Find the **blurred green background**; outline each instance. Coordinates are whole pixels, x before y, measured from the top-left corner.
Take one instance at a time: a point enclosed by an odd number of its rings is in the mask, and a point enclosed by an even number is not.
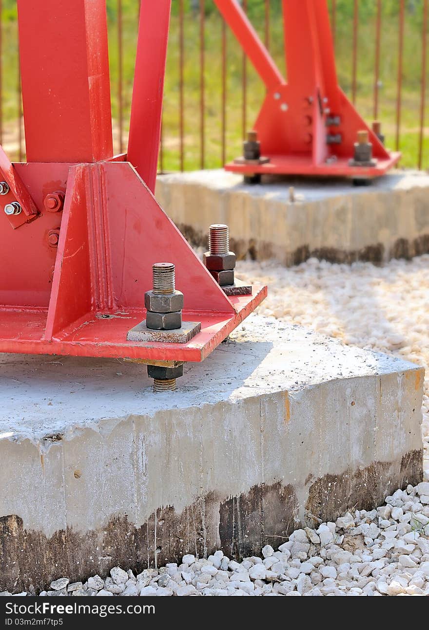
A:
[[[163,120],[162,168],[176,170],[180,166],[179,140],[179,10],[180,0],[172,0],[172,16],[168,44]],[[401,166],[414,167],[418,158],[420,107],[421,99],[422,25],[424,0],[405,0],[405,27],[401,129],[399,149],[403,152]],[[2,128],[3,144],[16,159],[18,151],[17,118],[18,71],[16,0],[2,2]],[[250,20],[262,38],[264,37],[264,0],[247,0]],[[328,3],[330,5],[330,2]],[[123,143],[129,118],[136,50],[139,0],[122,0]],[[283,72],[283,25],[281,0],[269,2],[269,45],[274,59]],[[222,163],[221,91],[222,59],[221,46],[222,20],[213,0],[204,0],[205,150],[202,160],[200,141],[200,3],[199,0],[183,0],[184,20],[184,145],[183,164],[186,169],[215,168]],[[350,96],[352,83],[353,0],[337,0],[336,53],[339,83]],[[380,83],[379,89],[379,113],[386,144],[395,145],[396,110],[398,72],[399,14],[400,0],[382,0]],[[112,115],[115,148],[119,149],[117,117],[118,78],[118,0],[107,0],[109,24],[110,64]],[[374,61],[375,53],[376,0],[359,0],[356,104],[363,117],[373,118]],[[244,127],[242,115],[243,55],[232,34],[226,30],[227,81],[226,129],[227,159],[240,152]],[[247,64],[247,90],[246,120],[251,127],[264,95],[264,87],[250,63]],[[429,81],[428,81],[429,83]],[[429,86],[428,86],[429,90]],[[426,90],[427,92],[428,90]],[[429,98],[426,94],[425,139],[423,168],[429,168]]]

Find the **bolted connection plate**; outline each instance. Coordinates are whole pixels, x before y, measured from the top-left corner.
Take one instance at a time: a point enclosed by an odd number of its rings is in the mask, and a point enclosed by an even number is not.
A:
[[[129,331],[127,341],[187,343],[201,329],[201,324],[199,321],[184,321],[180,328],[174,330],[153,330],[146,327],[146,319],[143,319]]]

****************************************

◆ **TASK TO COMPLETE**:
Give all of the material above as a Markdown table with the columns Row and Line, one numbered row for each line and no rows for blank lines. Leave the pictures out.

◆ **SOLUTION**:
| Row | Line |
|---|---|
| 1 | Find the **blurred green background**; outline each instance. Coordinates are whole pixels, x before y, measured from the top-left corner. |
| 2 | Take one instance at a time: a point enclosed by an odd number of its rings is in the mask, and a point enclosed by an even number is not. |
| 3 | A: |
| 4 | [[[163,120],[162,168],[176,170],[180,166],[179,140],[179,10],[180,0],[172,0],[172,16],[168,44]],[[401,166],[414,167],[418,158],[420,107],[421,99],[422,25],[424,0],[405,0],[405,27],[401,129],[399,149],[403,152]],[[2,128],[3,144],[16,159],[18,151],[17,118],[18,71],[16,0],[2,2]],[[250,20],[262,38],[264,37],[264,0],[247,0]],[[328,3],[330,5],[330,2]],[[123,143],[129,118],[136,50],[139,0],[122,0]],[[283,72],[283,25],[281,0],[269,2],[269,45],[274,59]],[[222,163],[221,91],[222,59],[221,46],[222,20],[213,0],[204,0],[205,150],[202,160],[200,141],[200,3],[199,0],[183,0],[184,20],[184,145],[183,164],[186,169],[215,168]],[[350,96],[352,83],[353,0],[337,0],[336,53],[339,83]],[[380,83],[379,89],[379,113],[386,144],[395,145],[396,110],[398,72],[399,14],[400,0],[382,0]],[[112,115],[115,148],[119,149],[117,117],[118,78],[118,0],[107,0],[109,24],[110,64]],[[374,61],[375,53],[376,0],[359,0],[356,104],[363,117],[373,118]],[[244,127],[242,115],[243,55],[232,34],[226,30],[227,81],[226,129],[227,159],[240,152]],[[247,64],[247,90],[246,120],[251,127],[264,95],[264,87],[250,63]],[[429,81],[428,81],[429,83]],[[429,86],[428,86],[429,90]],[[426,90],[427,92],[428,90]],[[429,98],[426,94],[425,139],[423,168],[429,168]]] |
| 5 | Find the **bolted connection plate**; outline each instance. Coordinates are whole pixels, x before y, measured from the top-left corner. |
| 6 | Take one instance at a time: a point enclosed by an odd number of its rings is in the mask, and a point enclosed by an even number is not. |
| 7 | A: |
| 8 | [[[129,331],[127,341],[187,343],[201,329],[201,324],[199,321],[184,321],[180,328],[174,330],[153,330],[146,327],[146,319],[143,319]]] |